======== Text block ========

Communication research and scicomm were now firmly linked. These efforts are also reflected in medical fields, where similarly funding is provided by NIH to research projects that examine the effect of science communication tools such as media programming on audiences, patients, or health care professionals.  

The original cast of 3-2-1 Contact! From left, Marc (Leon W. Grant), Lisa (Liz Moses), and Trini (Ginny Ortiz)

The original cast of 3-2-1 Contact! From left, Marc (Leon W. Grant), Lisa (Liz Moses), and Trini (Ginny Ortiz)

Screenshot via YouTube

The medical field especially has been integrating science/health communication training in their programming as doctor-patient communication is a part of everyday health practice. Organizations such as The Alan Alda Center for Communicating Sciences provide training for scientists and health professionals through improv and empathy training and many universities offer courses in health communication to their students. Additionally, science communication researchers have also been collaborating with policy-makers to address public health issues, as lately also witnessed in the case of COVID

In 2021, scicomm is using new technology to involve the audience in storytelling. Two such technologies are AR and VR. Augmented reality (AR), like an Instagram filter, is a more affordable way to help the audience engage with the world around them, because it uses a device they already have in their pocket, says Wes Della Volla, Founder & Connector-of-Dots at Meridian Treehouse. For example, National Geographic’s Spark AR allows you to see yourself as a climber on Mount Everest. On the other hand, virtual reality (VR) can take you out of your world, and to a place you have never been. That would need a headset and a deeper immersion in the new environment, such as The Hydrous’ IMMERSE VR .

======== Material shown ========

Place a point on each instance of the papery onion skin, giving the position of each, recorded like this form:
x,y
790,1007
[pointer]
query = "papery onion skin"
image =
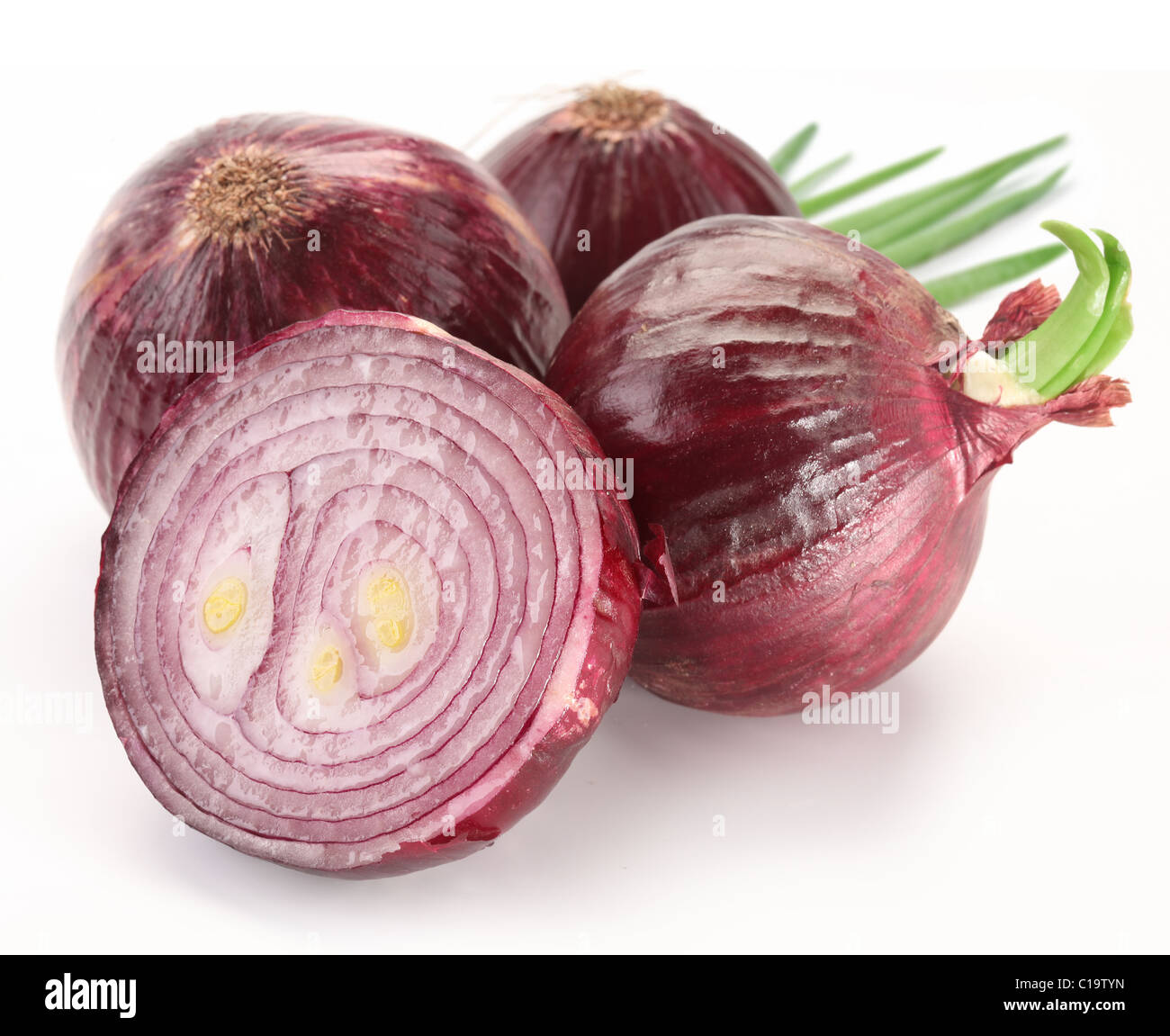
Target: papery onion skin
x,y
826,475
371,388
213,240
627,167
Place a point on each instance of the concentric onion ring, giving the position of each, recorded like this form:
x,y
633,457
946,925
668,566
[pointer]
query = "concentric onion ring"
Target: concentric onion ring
x,y
344,619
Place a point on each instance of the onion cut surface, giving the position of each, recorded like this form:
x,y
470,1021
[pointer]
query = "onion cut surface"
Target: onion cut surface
x,y
344,620
257,221
812,486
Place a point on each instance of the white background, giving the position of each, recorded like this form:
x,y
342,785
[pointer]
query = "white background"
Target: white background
x,y
1022,805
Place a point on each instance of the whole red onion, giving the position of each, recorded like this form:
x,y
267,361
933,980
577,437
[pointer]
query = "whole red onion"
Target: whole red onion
x,y
349,616
257,221
618,168
811,486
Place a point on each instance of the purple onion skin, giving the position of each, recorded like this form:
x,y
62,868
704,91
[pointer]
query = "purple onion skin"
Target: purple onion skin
x,y
630,187
827,475
132,604
405,224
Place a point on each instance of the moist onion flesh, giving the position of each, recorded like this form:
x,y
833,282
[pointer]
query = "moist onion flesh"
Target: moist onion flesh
x,y
812,486
346,620
257,221
616,168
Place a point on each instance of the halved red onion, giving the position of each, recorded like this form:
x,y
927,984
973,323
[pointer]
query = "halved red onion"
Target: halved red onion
x,y
811,486
616,168
350,618
257,221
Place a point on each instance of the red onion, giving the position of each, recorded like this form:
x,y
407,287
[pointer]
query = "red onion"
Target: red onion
x,y
347,619
811,487
258,221
618,168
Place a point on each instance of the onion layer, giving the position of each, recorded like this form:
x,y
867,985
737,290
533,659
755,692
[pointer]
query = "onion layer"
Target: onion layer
x,y
346,620
618,168
811,487
258,221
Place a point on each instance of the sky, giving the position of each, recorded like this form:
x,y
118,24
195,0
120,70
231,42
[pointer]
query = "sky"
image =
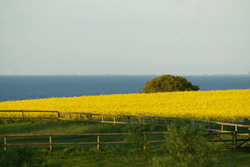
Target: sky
x,y
129,37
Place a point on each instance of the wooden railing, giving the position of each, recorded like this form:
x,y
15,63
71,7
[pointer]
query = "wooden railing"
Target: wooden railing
x,y
119,119
215,128
50,142
236,142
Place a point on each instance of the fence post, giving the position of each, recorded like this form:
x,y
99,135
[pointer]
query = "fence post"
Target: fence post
x,y
5,143
127,119
50,143
58,115
145,141
235,139
98,142
210,125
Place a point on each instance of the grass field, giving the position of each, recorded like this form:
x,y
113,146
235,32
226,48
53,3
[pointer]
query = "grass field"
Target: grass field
x,y
207,105
113,155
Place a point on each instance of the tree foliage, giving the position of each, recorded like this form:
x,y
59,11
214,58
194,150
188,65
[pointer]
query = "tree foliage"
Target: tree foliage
x,y
168,83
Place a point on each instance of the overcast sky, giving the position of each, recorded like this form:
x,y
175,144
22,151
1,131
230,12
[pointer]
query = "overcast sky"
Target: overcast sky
x,y
190,37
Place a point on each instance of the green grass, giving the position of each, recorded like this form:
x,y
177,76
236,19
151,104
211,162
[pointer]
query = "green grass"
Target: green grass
x,y
89,156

========

* Exercises *
**A)** Rewrite the paragraph of the science communication text that begins "In 2021, scicomm is using new technology" as a short bulleted list that keeps its main facts.
**B)** Name every actor in the original cast of 3-2-1 Contact! that the science communication text mentions, along with the character each one played.
**C)** Write the next part of the science communication text, picking up after its final sentence.

* Written answers *
**A)**
- In 2021, scicomm is using new technology, including AR and VR, to involve the audience in storytelling.
- Augmented reality (AR), like an Instagram filter, is a more affordable option because it works on a device people already carry in their pocket, according to Wes Della Volla, Founder & Connector-of-Dots at Meridian Treehouse.
- Example of AR: National Geographic's Spark AR lets you see yourself as a climber on Mount Everest.
- Virtual reality (VR) can take you out of your world to a place you have never been, but it needs a headset and deeper immersion.
- Example of VR: The Hydrous' IMMERSE VR.

**B)**
- Leon W. Grant as Marc
- Liz Moses as Lisa
- Ginny Ortiz as Trini

**C)**
A more participatory method of engagement in science are citizen science projects. One scientist can’t catalog a million pictures on their own, but a million people can, says Dr. Grace Wolf-Chase, co-creator of the Milky Way Project (MWP). While computers are great at many things, they are not so great at recognizing patterns. In the MWP, scientists needed human eyes to look at their thousands of pictures and classify what they see. Over 20,000 volunteers completed more than 4 million classifications over the lifetime of the Milky Way Project. Papers coming out of these projects acknowledge the volunteers, and in some cases even include them as coauthors. Even though citizen science projects have been in place since the 1950s — such as the 1956’s Operation Moonwatch work to observe and document satellites — these projects are now an integral part of modern day scientific research in fields from astronomy to cancer research. 

If scicomm has been historically white, social media has been an important platform to go around gatekeepings and provide a more democratic space. One scicomm social media star is Dr. Raven the Science Maven (aka Dr. Raven Baxter), who uses different social media platforms from YouTube to Twitter to produce entertaining science content, discuss science and society, and even her every-day life. Dr. Baxter’s authenticity easily comes through her content, from her tweets on making an earth sandwich, or her experiences as a black woman in STEM, to her music video about antibodies. She funded and hosted initiatives such as BlackInSciComm and formed a community for more diverse science communicators to share their experiences and to establish a sense of belonging. 

It’s for good reason we call academia the ivory tower, it implies that it’s above others and cut off from the real world. This is a toxic notion that can only contribute to distrust for science and for science to become irrelevant in certain instances. By continuing to do things the way they have always been done, we also lose the attention of many, especially those who can’t see themselves in science or don’t have access to it.